### Given request
Please lay out the lines starting at the one containing "Expected: one point per instance of the blurred" and ending at the one containing "x=295 y=698", both included, as a JSON list of strings with one string per line and blank lines left out.
******************************
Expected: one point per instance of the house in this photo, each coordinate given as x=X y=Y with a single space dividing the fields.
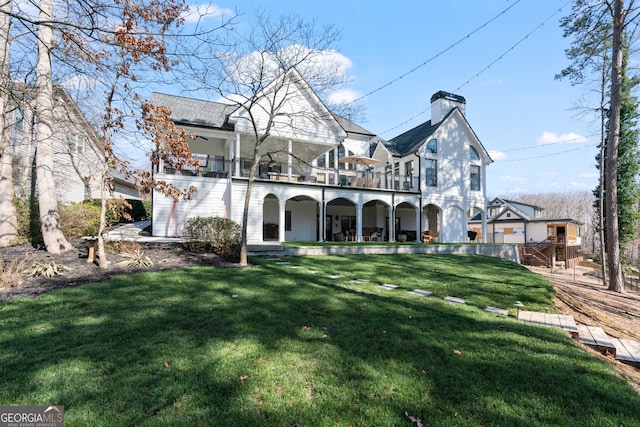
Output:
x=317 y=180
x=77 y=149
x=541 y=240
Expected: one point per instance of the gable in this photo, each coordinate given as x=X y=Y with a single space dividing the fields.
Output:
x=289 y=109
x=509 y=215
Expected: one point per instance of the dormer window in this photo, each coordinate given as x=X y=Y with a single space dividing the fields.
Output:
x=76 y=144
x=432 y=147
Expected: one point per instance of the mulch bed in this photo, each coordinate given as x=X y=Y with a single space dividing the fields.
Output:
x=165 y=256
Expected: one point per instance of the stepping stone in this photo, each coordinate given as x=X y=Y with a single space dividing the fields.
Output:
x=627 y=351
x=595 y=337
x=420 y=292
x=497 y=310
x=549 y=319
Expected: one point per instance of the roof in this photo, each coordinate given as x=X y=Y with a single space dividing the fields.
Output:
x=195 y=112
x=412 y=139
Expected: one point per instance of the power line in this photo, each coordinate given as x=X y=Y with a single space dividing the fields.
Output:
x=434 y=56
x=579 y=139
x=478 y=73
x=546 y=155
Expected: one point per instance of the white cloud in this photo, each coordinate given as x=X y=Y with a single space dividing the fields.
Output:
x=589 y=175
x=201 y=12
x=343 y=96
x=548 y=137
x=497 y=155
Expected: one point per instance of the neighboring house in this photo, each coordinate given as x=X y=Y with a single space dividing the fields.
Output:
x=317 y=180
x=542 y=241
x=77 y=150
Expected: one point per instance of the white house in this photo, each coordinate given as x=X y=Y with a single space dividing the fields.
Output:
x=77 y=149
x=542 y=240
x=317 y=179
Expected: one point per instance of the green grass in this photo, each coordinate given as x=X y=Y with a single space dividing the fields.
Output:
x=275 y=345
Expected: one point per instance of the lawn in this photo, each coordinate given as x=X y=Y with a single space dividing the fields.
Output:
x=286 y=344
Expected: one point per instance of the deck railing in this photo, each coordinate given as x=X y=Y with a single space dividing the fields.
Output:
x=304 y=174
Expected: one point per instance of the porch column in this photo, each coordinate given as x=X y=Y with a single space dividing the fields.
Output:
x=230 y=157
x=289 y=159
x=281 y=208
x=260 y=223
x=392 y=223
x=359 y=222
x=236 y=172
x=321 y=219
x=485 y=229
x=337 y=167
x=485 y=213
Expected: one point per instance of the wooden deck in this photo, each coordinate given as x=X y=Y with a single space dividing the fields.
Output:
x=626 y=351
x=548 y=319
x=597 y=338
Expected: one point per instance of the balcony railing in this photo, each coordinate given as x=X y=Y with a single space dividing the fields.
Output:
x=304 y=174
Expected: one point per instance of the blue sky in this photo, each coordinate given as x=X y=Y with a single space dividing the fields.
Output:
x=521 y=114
******************************
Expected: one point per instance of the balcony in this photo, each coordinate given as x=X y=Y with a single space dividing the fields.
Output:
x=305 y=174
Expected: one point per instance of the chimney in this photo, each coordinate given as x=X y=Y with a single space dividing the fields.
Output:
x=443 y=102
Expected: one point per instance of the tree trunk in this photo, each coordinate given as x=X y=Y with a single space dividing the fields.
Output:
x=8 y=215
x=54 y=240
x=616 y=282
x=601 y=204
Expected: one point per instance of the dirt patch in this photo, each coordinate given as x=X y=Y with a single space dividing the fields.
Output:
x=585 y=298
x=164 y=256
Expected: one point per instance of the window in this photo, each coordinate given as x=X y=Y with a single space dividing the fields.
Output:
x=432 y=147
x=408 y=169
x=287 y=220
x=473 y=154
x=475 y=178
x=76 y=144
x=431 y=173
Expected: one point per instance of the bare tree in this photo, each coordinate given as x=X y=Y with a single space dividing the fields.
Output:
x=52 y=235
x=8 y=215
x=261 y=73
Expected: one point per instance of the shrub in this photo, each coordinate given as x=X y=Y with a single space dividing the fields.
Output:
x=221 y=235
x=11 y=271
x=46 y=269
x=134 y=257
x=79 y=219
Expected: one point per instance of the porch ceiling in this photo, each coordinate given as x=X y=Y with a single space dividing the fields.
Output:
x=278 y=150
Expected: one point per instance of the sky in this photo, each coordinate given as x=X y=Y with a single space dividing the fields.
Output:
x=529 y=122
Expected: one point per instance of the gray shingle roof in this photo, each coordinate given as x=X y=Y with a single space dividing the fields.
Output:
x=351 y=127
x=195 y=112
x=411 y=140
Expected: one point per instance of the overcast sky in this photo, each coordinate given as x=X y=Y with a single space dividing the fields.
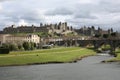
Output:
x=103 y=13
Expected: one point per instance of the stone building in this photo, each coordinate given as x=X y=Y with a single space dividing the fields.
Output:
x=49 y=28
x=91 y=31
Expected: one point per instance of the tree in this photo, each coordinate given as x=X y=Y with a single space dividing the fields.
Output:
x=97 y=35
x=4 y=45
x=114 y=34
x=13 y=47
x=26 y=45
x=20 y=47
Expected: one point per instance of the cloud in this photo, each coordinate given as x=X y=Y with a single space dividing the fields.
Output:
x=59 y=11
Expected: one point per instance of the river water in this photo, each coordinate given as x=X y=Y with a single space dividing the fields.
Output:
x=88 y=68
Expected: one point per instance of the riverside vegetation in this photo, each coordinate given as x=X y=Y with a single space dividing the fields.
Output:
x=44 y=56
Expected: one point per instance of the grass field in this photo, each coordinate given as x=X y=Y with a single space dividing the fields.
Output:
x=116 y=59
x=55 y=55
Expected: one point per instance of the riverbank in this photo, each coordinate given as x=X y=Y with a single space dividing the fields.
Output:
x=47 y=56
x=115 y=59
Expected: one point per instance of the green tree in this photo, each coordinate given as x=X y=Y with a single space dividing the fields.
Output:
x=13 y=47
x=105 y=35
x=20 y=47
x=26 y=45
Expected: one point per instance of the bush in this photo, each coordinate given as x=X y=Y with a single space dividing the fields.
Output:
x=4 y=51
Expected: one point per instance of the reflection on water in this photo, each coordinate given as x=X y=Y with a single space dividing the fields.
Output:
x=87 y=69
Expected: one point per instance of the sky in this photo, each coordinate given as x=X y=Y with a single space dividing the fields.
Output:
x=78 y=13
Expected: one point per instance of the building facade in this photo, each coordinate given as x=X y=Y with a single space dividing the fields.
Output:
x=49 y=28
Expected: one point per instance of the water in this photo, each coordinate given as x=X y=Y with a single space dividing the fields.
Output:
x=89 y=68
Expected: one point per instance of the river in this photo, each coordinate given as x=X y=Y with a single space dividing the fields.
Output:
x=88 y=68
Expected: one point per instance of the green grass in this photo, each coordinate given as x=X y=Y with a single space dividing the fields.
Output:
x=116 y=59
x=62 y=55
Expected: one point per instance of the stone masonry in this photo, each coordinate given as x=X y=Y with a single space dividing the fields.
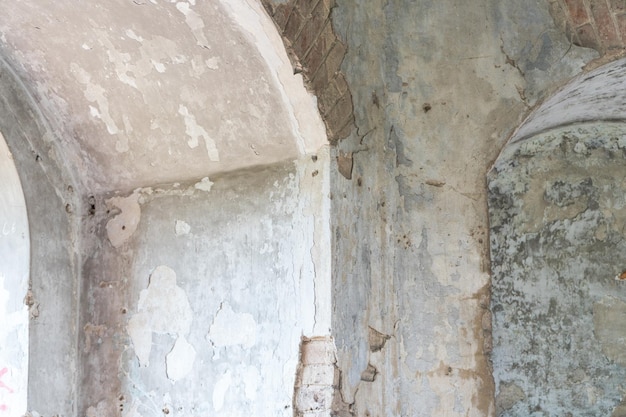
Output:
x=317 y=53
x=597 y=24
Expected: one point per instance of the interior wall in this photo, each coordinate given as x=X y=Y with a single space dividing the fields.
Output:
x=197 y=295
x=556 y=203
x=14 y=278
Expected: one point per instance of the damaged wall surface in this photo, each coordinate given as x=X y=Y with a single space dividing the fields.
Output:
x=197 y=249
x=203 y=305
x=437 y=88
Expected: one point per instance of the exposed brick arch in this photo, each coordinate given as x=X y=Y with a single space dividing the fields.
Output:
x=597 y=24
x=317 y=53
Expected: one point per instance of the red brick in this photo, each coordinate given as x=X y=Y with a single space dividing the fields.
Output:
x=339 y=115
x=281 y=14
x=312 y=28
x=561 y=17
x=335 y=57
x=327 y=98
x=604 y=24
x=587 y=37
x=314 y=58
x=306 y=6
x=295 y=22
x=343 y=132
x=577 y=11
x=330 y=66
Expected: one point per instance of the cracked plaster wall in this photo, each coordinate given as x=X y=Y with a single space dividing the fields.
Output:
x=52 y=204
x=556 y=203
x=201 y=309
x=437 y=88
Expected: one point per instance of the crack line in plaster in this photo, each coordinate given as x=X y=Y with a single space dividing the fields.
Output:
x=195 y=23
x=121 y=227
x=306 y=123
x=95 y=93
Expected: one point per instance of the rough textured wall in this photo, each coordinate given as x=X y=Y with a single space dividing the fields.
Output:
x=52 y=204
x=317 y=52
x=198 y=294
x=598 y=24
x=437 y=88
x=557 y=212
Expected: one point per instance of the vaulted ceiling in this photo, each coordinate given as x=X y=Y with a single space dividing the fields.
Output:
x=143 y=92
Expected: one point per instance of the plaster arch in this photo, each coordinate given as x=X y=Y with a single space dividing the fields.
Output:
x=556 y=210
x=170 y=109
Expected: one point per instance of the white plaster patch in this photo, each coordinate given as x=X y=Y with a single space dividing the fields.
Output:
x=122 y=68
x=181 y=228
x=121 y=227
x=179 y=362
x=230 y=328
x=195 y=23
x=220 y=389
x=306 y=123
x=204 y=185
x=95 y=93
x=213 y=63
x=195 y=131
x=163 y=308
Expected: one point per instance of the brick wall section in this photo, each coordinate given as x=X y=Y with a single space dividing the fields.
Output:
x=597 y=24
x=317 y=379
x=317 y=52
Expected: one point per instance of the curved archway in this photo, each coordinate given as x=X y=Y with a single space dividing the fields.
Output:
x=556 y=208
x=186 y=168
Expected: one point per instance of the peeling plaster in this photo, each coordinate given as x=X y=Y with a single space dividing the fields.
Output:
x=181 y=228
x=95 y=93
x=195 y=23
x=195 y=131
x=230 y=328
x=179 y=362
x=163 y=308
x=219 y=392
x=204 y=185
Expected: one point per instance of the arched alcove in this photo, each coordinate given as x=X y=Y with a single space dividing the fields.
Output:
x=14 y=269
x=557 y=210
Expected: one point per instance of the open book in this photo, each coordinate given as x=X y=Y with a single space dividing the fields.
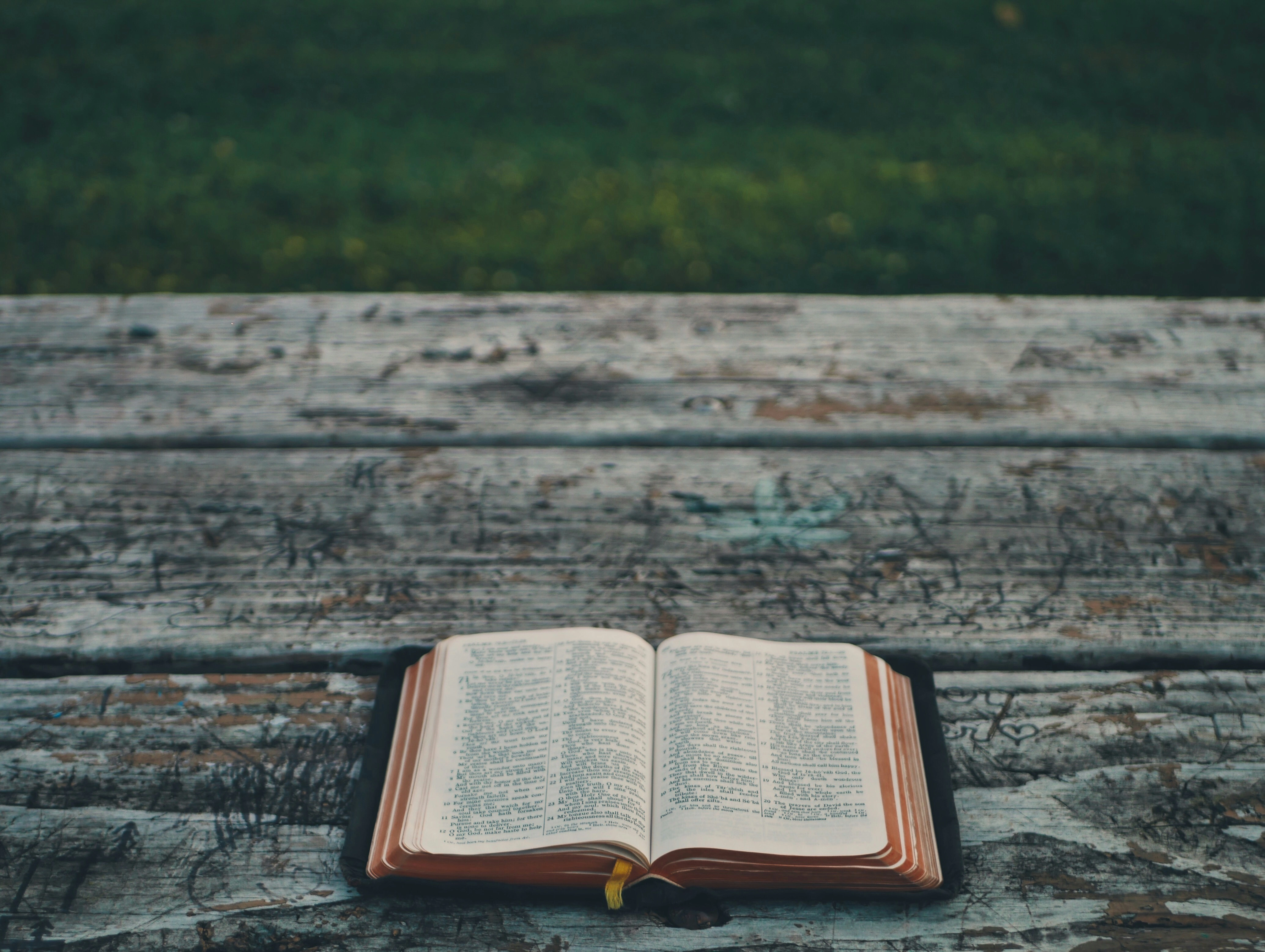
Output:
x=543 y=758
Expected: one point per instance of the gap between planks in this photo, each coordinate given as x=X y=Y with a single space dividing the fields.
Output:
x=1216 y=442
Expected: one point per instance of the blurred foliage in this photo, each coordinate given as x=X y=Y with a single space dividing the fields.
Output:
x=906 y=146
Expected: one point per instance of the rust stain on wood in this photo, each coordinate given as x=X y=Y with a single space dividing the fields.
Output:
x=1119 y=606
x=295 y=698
******************************
### Response to the exercise
[
  "Expected: one point per instance of the blurred foliage in this photo, each coordinate given as x=X y=Y with a single space dividing the fields.",
  "Output:",
  "x=906 y=146",
  "Expected: one point per instance of the rust stain on wood in this photo, each coordinate given as x=X y=Y with a single space dividing the fields.",
  "Output:",
  "x=1119 y=606",
  "x=295 y=698"
]